----- Given records -----

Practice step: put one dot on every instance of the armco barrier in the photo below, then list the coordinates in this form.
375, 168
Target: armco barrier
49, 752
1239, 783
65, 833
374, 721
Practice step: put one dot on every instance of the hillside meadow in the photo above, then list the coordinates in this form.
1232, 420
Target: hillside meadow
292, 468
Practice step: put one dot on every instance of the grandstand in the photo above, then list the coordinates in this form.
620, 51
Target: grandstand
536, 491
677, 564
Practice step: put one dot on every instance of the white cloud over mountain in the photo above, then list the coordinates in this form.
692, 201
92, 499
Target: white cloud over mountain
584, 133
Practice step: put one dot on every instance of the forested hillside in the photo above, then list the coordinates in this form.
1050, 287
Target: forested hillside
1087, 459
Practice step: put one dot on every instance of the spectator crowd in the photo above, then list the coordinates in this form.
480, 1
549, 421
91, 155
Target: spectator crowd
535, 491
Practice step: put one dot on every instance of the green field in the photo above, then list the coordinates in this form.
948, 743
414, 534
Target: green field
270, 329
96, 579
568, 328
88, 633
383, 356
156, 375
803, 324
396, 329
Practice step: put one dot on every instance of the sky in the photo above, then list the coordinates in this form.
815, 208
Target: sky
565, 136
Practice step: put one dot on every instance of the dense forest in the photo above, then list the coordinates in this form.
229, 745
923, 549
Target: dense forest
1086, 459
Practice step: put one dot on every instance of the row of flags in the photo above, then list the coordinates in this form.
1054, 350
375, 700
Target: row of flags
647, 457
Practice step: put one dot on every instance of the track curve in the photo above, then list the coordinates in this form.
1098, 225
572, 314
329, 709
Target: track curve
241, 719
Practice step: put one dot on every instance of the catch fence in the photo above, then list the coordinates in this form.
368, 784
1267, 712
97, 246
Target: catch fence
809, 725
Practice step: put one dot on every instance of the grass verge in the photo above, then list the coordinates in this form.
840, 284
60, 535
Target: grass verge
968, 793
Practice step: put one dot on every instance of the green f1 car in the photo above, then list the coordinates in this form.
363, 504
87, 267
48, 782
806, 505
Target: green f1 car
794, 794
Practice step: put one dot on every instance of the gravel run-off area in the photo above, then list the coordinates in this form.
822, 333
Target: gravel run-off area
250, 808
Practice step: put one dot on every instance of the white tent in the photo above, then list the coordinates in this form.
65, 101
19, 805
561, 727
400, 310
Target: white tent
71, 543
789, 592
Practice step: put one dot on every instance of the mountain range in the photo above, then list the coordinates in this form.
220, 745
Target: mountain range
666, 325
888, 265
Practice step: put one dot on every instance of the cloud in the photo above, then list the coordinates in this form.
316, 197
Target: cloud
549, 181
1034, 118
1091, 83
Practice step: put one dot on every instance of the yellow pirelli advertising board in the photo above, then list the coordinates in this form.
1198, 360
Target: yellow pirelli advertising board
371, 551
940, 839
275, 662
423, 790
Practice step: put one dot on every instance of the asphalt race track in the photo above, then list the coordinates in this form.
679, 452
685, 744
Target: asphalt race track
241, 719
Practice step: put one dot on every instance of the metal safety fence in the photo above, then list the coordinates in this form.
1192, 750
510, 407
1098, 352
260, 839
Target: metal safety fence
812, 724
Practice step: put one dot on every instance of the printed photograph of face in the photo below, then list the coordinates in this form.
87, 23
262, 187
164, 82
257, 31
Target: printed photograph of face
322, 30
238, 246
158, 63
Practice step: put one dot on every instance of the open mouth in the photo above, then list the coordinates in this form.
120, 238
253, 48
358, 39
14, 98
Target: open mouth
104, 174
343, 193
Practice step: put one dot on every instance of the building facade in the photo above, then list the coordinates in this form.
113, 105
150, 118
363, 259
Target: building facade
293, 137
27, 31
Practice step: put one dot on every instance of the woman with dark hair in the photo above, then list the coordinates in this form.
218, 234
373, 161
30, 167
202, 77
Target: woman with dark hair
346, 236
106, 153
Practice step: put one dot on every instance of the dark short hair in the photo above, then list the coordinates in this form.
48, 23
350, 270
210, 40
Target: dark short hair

-----

Task details
Using the data above, output each line exactly.

Result
Practice step: put one dot on every instance of the armco barrier in the photo below, then list the coordinates in this form.
375, 168
Target: armco barrier
49, 752
1239, 783
65, 833
374, 721
Practice step: put one dot on every instance of the hillside meadow in the photo above, then list the coordinates in this form.
1232, 420
Target: hillside meadow
292, 468
Practice step: put one dot on every instance of the grandstand in the photo above, then list the coordinates in this form.
620, 51
Target: grandstand
536, 491
677, 564
Practice step: put one dot on every instance of the white cloud over mountain in the photo above, then list the coordinates in this form.
692, 201
92, 499
Target: white cloud over mountain
584, 133
Practice step: put one dot on every instance of the forested hillside in the photo above, then list the coordinates in this form.
1050, 287
Target: forested hillside
1087, 459
Practice step: put one dot on every instance of the spectator crowd in the photo above, then list the coordinates in this form.
480, 1
549, 421
91, 155
Target: spectator crowd
535, 491
Practice step: put one dot on every instance of the green field in the photo above, then list the coordinates in this form.
948, 743
414, 534
Target: green field
270, 329
96, 579
568, 328
88, 633
383, 356
156, 375
803, 324
396, 329
Practice step: put one dot on every instance of the sky in the photo above, then list the coordinates in this form.
815, 208
Target: sky
565, 136
Practice step: put one dot on every instance of the dense forest in the photo above, then list the coordinates in this form.
229, 745
923, 549
Target: dense forest
1086, 459
Practice step: put one dot on every instance of the row of flags in the photo above, then list the coordinates in this form.
1054, 350
375, 700
Target: row of flags
647, 457
Practice step: put one dot on every instance of the track curve in the photo above, then list the coordinates in this form.
1098, 225
572, 314
329, 709
Target: track curve
241, 719
Practice step: put one dot on every instance of the catch fence in the photo above, then list the coordinates in this form.
368, 784
1267, 712
97, 246
Target: catch fence
809, 725
Practice step: put one dot on every instance of the grass verge in the photo above, then list the coordinates in this form.
840, 284
60, 535
Target: grass verge
968, 793
Practice step: put one dot on every instance of the green f1 car in the photo above, then list the coordinates in this form.
363, 504
87, 267
48, 782
806, 505
Target: green f1 car
794, 794
Practice step: put one dot on every instance of the gravel run-off area in the photo above, then list the coordinates in this form.
822, 333
Target: gravel run-off area
250, 808
Practice step: put one dot on every instance of the white tent in the photo above, then list the coordinates in this form.
65, 101
19, 805
561, 727
400, 310
Target: white tent
71, 543
789, 592
Practice step: put one dot on every instance of the mountain range in the photo above, then list the coordinates in this form.
220, 745
Target: mountain range
666, 325
888, 265
Practice step: put one dot on every instance of the cloud in the photo above, then list the coordinates in this form.
316, 197
Target: cloud
549, 181
1034, 118
1091, 83
Practice step: put one dot on every instance of the yellow pirelli advertising board in the photo above, then list the coordinates in this form.
1198, 360
Target: yellow pirelli advertising board
371, 551
940, 839
275, 662
423, 790
Practice step: put one dot on every instance of the asphalt race track in the photo above, then list the coordinates in this form.
679, 452
685, 744
Target: asphalt race track
241, 719
Practice step: put one dot on every instance of the metal safety fence in the photo above, then list the coordinates in this form.
1192, 750
510, 407
1098, 352
260, 839
Target: metal safety fence
812, 724
Practice step: put one dot on every instance of the printed photograph of face in the photo below, then list the coordinates in this form.
87, 23
262, 187
164, 82
257, 31
Target: printed photograph of face
322, 30
238, 246
158, 63
Practice step: put one dot on every instance of the open mouth in the photo above, then list the coordinates in this form.
120, 238
253, 48
358, 39
14, 98
Target: open mouth
104, 174
343, 193
Practice step: put one dot on every instance of the building facade in the photo above, then list the coordinates in this form.
113, 105
150, 118
363, 259
Target: building facade
293, 137
27, 31
Practice step: put one dot on every instance of the woman with dark hair in the photo above, then list the coordinates in this form.
218, 234
373, 161
30, 167
202, 77
Target: woman with dark hair
346, 236
106, 153
Practice step: put one dot on every instance of the dark short hair in the photo above, then list the coordinates in this form.
48, 23
350, 270
210, 40
Target: dark short hair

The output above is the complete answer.